À faire:
1. Recopiez le passage de l'article sur Armand Gatti qui va de "Le numéro double" jusqu'à "par le menu.".
2. Résumez en deux phrases l'article sur Armand Gatti.
3. Continuez l'article sur Armand Gatti à partir de l'endroit où il s'arrête.

Texte source:
Le blog des éditions Libertalia

Les Cahiers Armand Gatti, sur Médiapart

jeudi 12 novembre 2015 :: Permalien

— REVUE de PRESSE —

Sur Médiapart, 17 septembre 2015

Armand Gatti,
un homme à tout faire autrement

Vient de sortir le n° 5-6 des « Cahiers Armand Gatti », revue annuelle, avec cette fois un numéro double consacré aux Arts. Lesquels ? Tous. Gatti est un touche-à-tout qui chahute tout ce qu’il touche. C’est un homme à tout faire autrement.

Une aventure tutoyable

Après un premier numéro introductif, les Cahiers avaient abordé le cinéma (6 films, des dizaines de scénarios), le journalisme (des milliers d’articles et un prix Albert-Londres) et les traversées du langage (titre calqué sur l’un de ses livres « La traversée du langage », 1 300 pages chez Verdier). Voici donc aujourd’hui les arts, un archipel. Aussi bien l’écriture que le cinéma, la peinture que la musique et bien sûr le théâtre. Mais pas seulement. « La question paraît entendue, l’œuvre de Gatti est théâtrale, poétique, cinématographiques », écrivent Catherine Brun et Olivier Neveux qui dirigent ces « Cahiers Armand Gatti » magnifiquement illustrés et mis en page, depuis le premier numéro sorti en 2010. « Entendue » ? Ils vont prouver 460 pages durant qu’il n’en est rien.
Le numéro double vise à montrer l’étendue des champs artistiques qui ne saurait se limiter à trois directions, même si Gatti affectionne particulièrement tout ce qui est à trois pieds et la forme dynamique du triangle. C’est une « aventure tutoyable » que la sienne comme il l’écrit, lui, en parlant de son ami le peintre venézuelien Alejandro Otero rencontré en 1946 à la Cité universitaire.
Bien des amitiés traversent ces pages, parfois de longue date comme celles qui le relie à l’écrivain journaliste Pierre Joffroy ou au peintre Bernard Saby, parfois semées de malentendus, de ruptures comme les relations entre Dante (c’est ainsi que ses amis et proches appellent Gatti) et Pétrus (c’est ainsi que Gatti appelle Pierre Boulez), racontées ici par le menu. 

Une scène primitive

Dans un très bel article, Hélène Châtelain dresse l’arche d’un pont entre Gatti et l’écrivain russe Vélimir Khlebnikov (dont on attend toujours la traduction des œuvres par Ivan Mignot qui doit paraître chez Verdier dans la collection Slovo que dirige Châtelain) à travers des figures magnifiques comme celle du « sablier couché ».

Entrées de la collection
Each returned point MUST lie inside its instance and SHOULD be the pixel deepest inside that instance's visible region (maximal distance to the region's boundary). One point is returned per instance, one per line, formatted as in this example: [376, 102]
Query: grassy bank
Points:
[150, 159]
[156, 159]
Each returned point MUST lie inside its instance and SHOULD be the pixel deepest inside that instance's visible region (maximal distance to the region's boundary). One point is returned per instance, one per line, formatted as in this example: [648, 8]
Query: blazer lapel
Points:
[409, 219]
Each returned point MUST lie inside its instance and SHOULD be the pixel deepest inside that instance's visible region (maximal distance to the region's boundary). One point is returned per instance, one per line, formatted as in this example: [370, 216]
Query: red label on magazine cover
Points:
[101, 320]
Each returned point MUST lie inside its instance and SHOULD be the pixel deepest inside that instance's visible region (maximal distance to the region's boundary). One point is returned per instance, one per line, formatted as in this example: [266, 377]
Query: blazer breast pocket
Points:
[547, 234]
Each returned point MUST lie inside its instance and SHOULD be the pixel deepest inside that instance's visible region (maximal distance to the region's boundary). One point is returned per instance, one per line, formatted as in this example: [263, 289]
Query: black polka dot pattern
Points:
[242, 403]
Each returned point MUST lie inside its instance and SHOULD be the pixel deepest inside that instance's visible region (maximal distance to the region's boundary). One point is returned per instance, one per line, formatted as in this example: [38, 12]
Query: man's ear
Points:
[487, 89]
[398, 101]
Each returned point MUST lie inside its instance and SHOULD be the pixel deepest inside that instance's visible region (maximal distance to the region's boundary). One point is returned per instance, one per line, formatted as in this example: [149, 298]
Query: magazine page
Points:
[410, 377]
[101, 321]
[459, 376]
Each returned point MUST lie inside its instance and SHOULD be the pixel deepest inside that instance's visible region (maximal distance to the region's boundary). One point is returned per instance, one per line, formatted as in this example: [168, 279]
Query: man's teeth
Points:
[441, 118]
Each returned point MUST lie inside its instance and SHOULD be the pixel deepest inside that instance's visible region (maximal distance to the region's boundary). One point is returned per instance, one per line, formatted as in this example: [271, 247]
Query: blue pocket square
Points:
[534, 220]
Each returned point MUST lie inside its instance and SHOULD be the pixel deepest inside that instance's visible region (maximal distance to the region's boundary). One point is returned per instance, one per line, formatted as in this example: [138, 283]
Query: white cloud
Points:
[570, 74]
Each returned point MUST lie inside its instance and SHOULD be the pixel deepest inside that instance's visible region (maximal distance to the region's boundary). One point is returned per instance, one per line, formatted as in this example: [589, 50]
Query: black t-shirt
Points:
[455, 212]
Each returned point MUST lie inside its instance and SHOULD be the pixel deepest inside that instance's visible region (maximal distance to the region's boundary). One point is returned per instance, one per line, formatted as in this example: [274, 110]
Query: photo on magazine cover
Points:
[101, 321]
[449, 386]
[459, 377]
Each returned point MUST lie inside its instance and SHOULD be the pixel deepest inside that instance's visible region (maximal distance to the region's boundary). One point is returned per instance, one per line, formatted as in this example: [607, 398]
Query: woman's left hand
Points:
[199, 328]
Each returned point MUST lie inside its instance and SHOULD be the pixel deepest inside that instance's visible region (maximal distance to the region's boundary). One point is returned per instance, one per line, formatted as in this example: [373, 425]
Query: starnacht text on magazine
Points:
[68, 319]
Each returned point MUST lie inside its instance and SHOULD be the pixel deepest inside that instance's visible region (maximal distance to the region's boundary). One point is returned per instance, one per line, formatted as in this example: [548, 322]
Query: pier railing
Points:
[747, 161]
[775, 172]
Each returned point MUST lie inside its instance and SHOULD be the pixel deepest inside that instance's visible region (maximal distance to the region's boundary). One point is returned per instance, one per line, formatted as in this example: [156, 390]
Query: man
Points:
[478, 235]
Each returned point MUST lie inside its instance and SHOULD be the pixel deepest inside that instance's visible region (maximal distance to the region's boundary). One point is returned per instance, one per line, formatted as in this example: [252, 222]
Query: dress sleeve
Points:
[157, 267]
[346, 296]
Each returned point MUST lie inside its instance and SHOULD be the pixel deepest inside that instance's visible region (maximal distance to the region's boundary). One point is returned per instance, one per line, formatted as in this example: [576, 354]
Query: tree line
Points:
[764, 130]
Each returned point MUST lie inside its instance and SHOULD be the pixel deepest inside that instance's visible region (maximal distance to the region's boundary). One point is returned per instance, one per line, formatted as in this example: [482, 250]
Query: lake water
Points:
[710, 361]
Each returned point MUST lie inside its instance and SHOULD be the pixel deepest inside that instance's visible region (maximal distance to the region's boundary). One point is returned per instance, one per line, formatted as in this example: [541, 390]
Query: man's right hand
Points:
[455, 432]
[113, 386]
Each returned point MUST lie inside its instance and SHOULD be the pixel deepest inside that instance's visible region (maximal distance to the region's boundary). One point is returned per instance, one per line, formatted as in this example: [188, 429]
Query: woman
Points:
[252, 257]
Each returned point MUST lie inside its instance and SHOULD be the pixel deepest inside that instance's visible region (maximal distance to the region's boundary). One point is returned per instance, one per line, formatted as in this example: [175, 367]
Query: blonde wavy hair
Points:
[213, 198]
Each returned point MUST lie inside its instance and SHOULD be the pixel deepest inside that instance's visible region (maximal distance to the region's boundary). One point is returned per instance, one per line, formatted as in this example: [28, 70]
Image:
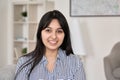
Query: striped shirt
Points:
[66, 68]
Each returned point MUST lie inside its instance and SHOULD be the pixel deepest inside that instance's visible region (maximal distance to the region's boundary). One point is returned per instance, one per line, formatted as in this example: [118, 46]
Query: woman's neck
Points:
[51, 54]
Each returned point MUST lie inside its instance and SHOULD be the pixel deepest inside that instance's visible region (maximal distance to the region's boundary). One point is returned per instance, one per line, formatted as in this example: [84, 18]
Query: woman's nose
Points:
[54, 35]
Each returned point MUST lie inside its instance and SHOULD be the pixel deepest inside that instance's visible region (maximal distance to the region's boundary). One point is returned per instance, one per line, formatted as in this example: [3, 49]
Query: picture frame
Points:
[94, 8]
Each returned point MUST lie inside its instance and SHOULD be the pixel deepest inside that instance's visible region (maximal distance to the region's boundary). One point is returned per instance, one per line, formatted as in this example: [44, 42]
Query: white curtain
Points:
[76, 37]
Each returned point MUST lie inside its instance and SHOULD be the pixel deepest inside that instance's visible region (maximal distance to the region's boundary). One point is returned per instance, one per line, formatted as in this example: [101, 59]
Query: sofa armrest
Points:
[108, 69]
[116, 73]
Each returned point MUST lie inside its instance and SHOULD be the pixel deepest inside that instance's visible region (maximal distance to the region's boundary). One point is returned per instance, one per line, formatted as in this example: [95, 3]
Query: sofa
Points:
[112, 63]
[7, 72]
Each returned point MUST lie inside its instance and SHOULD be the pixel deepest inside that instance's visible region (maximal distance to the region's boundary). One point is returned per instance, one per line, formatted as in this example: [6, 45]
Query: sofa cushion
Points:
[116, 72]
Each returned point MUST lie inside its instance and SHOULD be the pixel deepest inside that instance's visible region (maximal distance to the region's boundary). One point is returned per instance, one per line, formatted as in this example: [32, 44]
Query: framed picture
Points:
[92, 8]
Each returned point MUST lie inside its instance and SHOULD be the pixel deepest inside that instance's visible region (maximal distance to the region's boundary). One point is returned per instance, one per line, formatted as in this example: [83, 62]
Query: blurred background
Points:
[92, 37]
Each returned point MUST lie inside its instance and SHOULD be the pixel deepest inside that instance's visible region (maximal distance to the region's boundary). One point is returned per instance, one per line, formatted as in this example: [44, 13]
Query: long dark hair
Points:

Réponses ci-dessous:
1.
Le numéro double vise à montrer l’étendue des champs artistiques qui ne saurait se limiter à trois directions, même si Gatti affectionne particulièrement tout ce qui est à trois pieds et la forme dynamique du triangle. C’est une « aventure tutoyable » que la sienne comme il l’écrit, lui, en parlant de son ami le peintre venézuelien Alejandro Otero rencontré en 1946 à la Cité universitaire.
Bien des amitiés traversent ces pages, parfois de longue date comme celles qui le relie à l’écrivain journaliste Pierre Joffroy ou au peintre Bernard Saby, parfois semées de malentendus, de ruptures comme les relations entre Dante (c’est ainsi que ses amis et proches appellent Gatti) et Pétrus (c’est ainsi que Gatti appelle Pierre Boulez), racontées ici par le menu.

2. Le numéro double 5-6 des « Cahiers Armand Gatti », revue annuelle dirigée par Catherine Brun et Olivier Neveux, est consacré aux arts, après des numéros sur le cinéma, le journalisme et les traversées du langage. Sur 460 pages, il montre que l'œuvre de Gatti ne se limite pas au théâtre, à la poésie et au cinéma, et raconte aussi ses amitiés et ses ruptures, par exemple avec Pierre Joffroy, Bernard Saby ou Pierre Boulez.

3.
De nombreuses pages sont consacrées à la Chine des idéogrammes et de l’acteur Mei Lanfang et à l’importance des arts martiaux (en particulier le Kung-fu) dans les travaux théâtraux de Gatti depuis le début des années 90. Olivier Neveux condense en quelques pages l’aventure théâtrale née, selon ses dires, le jour où dans un camp, trois juifs baltes ont fait une pièce de théâtre qui tenait en trois (encore) phrases : « ich bin, ich war, ich werde sein » (je suis, j’étais, je serais). « C’était la première pièce de théâtre que j’ai vue dans ma vie, et la révélation que le théâtre pouvait ressembler à quelque chose. »
Une scène primitive. Il en est d’autres. Quelques pages plus loin, Neveux cite l’histoire de la morue. Le père italien de Gatti (dont il fera le héros d’une de ses premières pièces) aimait cuisiner la morue une fois par semaine. Certaines semaines le porte-monnaie, trop vide, les privait de morue. Le père culpabilisait. Mais il faisait face. « C’était le jour où tous les mots étaient verticaux. On se mettait à table. Il annonçait la morue mais il n’y avait rien. Il mimait le service et nous on baissait les yeux. Même le chien était dans le coup. Il allait laper l’assiette que lui tendait mon père, même s’il n’y avait rien. » Et le jeune Gatti dans un plat vide apportait les pommes de terre et se faisait engueuler parce qu’il prenait la plus grosse. Gatti est un formidable raconteur d’histoires. Et son écriture jamais livresque est entièrement portée, irriguée par sa voix.

Le chien et la laisse

Quatre cents pages plus loin, dans ce même numéro des Cahiers, et des années plus tard, on retrouve l’équivalent de cette scène dans une séquence du film de Philippe Garrel « La naissance de l’amour ». Une séquence coupée au montage. Gatti parle à une petite fille et lui raconte une histoire de chien qu’il souhaite partager avec elle : « Moi je marche, je marche, je marche, et j’ai une laisse à la main. Sauf... qu’il n’y a pas de chiens. Et toi tu es au bout de la rue, tu me regardes, et à un moment tu t’arrêtes et tu me dis : “il n’y a pas de chiens au bout de la laisse”. » Mais Gatti insiste il dit qu’il promène son chien tous les jours. Alors la petite fille entre doucement dans le jeu. Elle finit par voir le chien et dit : « c’est vrai, il y a le chien au bout de la laisse ».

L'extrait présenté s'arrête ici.